EXTRACTED INFORMATION:
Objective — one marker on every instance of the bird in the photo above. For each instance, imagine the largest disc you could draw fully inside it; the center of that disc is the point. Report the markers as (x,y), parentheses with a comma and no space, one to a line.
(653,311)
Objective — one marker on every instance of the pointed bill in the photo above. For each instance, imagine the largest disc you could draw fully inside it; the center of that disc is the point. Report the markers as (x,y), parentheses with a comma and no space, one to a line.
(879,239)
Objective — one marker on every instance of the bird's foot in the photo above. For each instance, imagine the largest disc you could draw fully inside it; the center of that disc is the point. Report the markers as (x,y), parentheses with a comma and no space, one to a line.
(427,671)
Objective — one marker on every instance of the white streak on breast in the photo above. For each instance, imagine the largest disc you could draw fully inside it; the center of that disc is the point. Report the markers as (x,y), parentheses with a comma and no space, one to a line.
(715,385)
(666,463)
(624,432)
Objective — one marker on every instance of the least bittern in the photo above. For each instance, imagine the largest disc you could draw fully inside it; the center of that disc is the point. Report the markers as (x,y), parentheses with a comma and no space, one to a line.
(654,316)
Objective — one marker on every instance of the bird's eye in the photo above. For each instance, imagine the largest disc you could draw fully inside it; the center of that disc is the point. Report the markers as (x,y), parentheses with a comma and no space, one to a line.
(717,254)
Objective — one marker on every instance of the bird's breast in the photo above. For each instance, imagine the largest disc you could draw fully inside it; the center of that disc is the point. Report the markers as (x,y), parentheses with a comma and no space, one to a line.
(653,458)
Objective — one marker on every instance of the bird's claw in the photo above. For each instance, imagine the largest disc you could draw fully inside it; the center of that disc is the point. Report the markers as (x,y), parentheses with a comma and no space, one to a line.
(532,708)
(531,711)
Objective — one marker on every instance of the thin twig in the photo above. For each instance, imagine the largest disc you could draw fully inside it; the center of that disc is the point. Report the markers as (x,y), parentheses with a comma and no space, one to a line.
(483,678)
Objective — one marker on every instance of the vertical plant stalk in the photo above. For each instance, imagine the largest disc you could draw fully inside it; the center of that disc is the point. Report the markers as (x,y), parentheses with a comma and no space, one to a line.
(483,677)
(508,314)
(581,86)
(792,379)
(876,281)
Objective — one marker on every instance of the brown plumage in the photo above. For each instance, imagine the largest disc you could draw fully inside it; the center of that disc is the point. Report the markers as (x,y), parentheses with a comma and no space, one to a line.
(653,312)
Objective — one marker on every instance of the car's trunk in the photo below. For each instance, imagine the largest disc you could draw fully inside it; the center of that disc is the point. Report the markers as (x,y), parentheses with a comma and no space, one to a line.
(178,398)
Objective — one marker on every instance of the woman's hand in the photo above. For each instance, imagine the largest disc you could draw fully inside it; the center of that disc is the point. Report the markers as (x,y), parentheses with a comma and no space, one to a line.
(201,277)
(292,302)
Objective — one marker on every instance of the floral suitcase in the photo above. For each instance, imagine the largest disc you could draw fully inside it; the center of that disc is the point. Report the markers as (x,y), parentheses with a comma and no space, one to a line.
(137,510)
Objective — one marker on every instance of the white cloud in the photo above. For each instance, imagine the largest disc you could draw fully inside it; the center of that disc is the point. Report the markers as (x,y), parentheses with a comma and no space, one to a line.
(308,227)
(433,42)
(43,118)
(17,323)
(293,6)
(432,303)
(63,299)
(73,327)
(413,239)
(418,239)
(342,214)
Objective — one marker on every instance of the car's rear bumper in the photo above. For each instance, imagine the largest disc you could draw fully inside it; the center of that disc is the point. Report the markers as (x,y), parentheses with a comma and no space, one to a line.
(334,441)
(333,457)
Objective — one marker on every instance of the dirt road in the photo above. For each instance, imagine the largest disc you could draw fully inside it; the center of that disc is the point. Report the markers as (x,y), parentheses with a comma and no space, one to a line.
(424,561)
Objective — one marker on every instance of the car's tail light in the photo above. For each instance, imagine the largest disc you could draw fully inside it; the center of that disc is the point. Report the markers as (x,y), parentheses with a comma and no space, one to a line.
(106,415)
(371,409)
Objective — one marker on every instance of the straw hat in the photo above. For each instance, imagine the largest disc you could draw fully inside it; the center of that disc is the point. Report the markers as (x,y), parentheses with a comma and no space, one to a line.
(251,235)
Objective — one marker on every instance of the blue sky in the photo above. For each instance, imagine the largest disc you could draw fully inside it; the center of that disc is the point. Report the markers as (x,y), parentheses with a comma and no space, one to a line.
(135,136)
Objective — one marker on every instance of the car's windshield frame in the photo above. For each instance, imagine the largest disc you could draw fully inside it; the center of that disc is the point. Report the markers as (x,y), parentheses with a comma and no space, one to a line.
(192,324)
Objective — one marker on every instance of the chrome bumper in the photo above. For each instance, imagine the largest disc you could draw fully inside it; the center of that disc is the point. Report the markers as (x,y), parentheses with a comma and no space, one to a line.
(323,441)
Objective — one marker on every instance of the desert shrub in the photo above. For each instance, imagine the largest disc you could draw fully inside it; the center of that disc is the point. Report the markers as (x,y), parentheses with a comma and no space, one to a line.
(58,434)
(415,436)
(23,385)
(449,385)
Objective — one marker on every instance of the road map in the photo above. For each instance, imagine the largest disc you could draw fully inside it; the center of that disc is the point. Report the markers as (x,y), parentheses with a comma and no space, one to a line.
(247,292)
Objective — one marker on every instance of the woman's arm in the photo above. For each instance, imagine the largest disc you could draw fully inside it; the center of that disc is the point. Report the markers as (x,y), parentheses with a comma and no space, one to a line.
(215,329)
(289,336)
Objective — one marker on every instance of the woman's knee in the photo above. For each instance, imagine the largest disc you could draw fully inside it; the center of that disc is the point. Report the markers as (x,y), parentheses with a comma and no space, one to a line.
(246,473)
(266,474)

EXERCISE REQUIREMENTS:
All of the material must be reproduced exactly.

SOLUTION:
Objective — one marker on every instance of the bird in the photo above. For each instance, imagine the largest disc you could draw fully inside it; the center of that disc is the point. Report the markers as (x,y), parentheses with a comma and no space, one to a line.
(653,311)
Objective — one marker on every instance of the pointed bill in the photo above. For each instance, imagine the largest disc you could draw fully inside it; the center of that disc is the point. Report the markers as (x,y), parentheses with a comma and no space, one to a line.
(879,239)
Objective — one marker on every instance of the bird's foot in the photo above. For each instance, imagine the largest disc you could draw fully inside it; the center of that disc is the point. Report the markers as (x,y), parentheses with a comma and no space, one to a line.
(427,671)
Objective — one marker on every instance of the white streak on breast in the photo above. For each instance, imagine the largest disc you could draw fully inside it; the center of that disc is the point. Report the markers as (x,y), parentheses with a comma and no space, one to a line.
(715,385)
(666,463)
(624,432)
Objective — one marker on every instance of the least bittern in the photo above. For each instance, imagine the largest disc you could draw fully inside it; the center of that disc is the point. Report the markers as (x,y), parentheses with a comma and no space, one to a line.
(654,316)
Objective — one marker on every instance of the bird's eye in the photo above. For each instance, imagine the largest disc you could draw fully inside it; the center of that disc is the point. Report the markers as (x,y), parentheses with a comma and no space, one to a line.
(717,254)
Objective — one marker on every instance of the bird's breast in the photo above. For each instance, imagine the largest disc you could draw fully inside it; the center of that disc is the point. Report the markers as (x,y), parentheses with a comma and no space, one to a line.
(653,458)
Objective — one marker on every instance of the bird's claw in the photo above. For each instance, imagine the largest disc you could draw fully inside it; the center of that disc is the point. Report the markers as (x,y), parentheses with a comma and no space, one to a line.
(532,708)
(531,711)
Objective — one marker on every instance of the thin twig in the photo above. For each instance, imagine the largest disc you could draw fully inside it; the center of that disc is the point. Report the markers as (x,y), parentheses with a comma and no space, one to a line.
(483,678)
Objective — one marker on every instance of the vertical plant stalk in the photo above. For each instance, imagine the largest disc you could draw fully inside it; the center of that disc is the point. Report the markers as (x,y), parentheses with a comma and no space, one to a line.
(483,677)
(508,314)
(581,86)
(792,379)
(876,281)
Objective — one marker on every instance of the brown plumage in the photo above. For each instance, imagine the largest disc you could draw fully inside it; the center of that disc is the point. Report the markers as (x,y), parentheses with a comma and no space, one to a line.
(653,312)
Objective — one marker on every instance of the car's trunk in the photo below. For each instance, imagine the largest disc you could draw fully inside it; the center of that disc is the point. Report the markers as (x,y), parentheses with a comma and no space, one to a line.
(178,398)
Objective — one marker on every instance of the woman's hand in the photo above. For each instance, imagine the largest disc you could draw fully inside it; the center of that disc is the point. Report the markers as (x,y), parentheses with a comma and no space, one to a line.
(201,277)
(292,302)
Objective — one marker on every instance of the floral suitcase in the photo above. For each instance, imagine the largest disc you could draw fully inside it; the center of that disc is the point. Report the markers as (x,y), parentheses with a comma and no space, one to a line.
(137,510)
Objective — one marker on every instance of the white cloud in the photo above. For each instance, imagine the largest disc you could draw fully inside it; the center of that disc is the point. Report the markers as (x,y), parentheses with a comma and no space, one to a line.
(308,227)
(433,42)
(43,118)
(17,323)
(293,6)
(432,303)
(63,299)
(73,327)
(413,239)
(418,239)
(342,214)
Objective — one marker on every instance of the car's rear bumper in the photo above. For each instance, imagine the largest disc you could draw fully inside it; the center of that disc is the point. Report the markers as (x,y), parentheses with a comma and no space, one to a line.
(334,441)
(333,457)
Objective — one marker on every instance of the dirt road in the photo above. For each instance, imagine the largest disc you could draw fully inside it; the center of that disc is the point. Report the markers as (x,y), parentheses with a comma and no space, one to a line.
(424,561)
Objective — one marker on every instance of the car's tail light in the photo above. For each instance, imagine the largest disc you could draw fully inside it; the center of that disc is the point. Report the markers as (x,y), parentheses with a comma and no space, one to a line.
(106,415)
(371,409)
Objective — one marker on every instance of the straw hat in the photo above. For each instance, imagine the largest disc you could draw fully inside it; the center of that disc is the point. Report the markers as (x,y), parentheses with a comma and no space, one to a line.
(251,235)
Objective — one marker on every instance of the blue sky in the photo above. For each instance, imagine the largest disc you could draw fully inside it; the center of that disc is the point. Report the markers as (x,y), parentheses with a comma and no space, one to a line.
(135,136)
Objective — one marker on every instance of the car's windshield frame in the photo above. For each instance, imagine the largest disc you could draw fully inside it; the center of that disc is the point. Report the markers as (x,y), parentheses with a comma and no space, one to a line.
(192,324)
Objective — one marker on every instance of the chrome bumper in the photo above. For each instance, imagine the largest disc you could draw fully inside it; the center of that disc is the point. Report the markers as (x,y), parentheses with a comma and no space, one to a line.
(323,441)
Objective — one marker on every instance of the desert shrub in the photo above. For each instance, imagine the largest disc you could draw fully inside it; the center of that disc is the point. Report the markers as (x,y), parentheses with a comma and no space, one to a line.
(58,434)
(415,436)
(23,385)
(449,385)
Objective — one marker on every instance of the road map in the photo above. For each instance, imagine the largest disc you could draw fully inside it; the center of that disc is the point. Report the markers as (x,y), parentheses with a comma and no space, one to a line.
(247,292)
Objective — one marker on every instance of the woman's arm in the photo above. For each instance, imagine the largest disc you could draw fully inside it; the center of that disc is the point. Report the markers as (x,y), parentheses with a comma and no space, one to a line.
(215,329)
(289,336)
Objective — one marker on every instance of the woman's knee in the photo above. For each instance, imagine the largest disc you could draw fully inside it; the center of that disc is the point. Report the markers as (x,y), parentheses with a comma and no space, one to a line.
(246,473)
(266,474)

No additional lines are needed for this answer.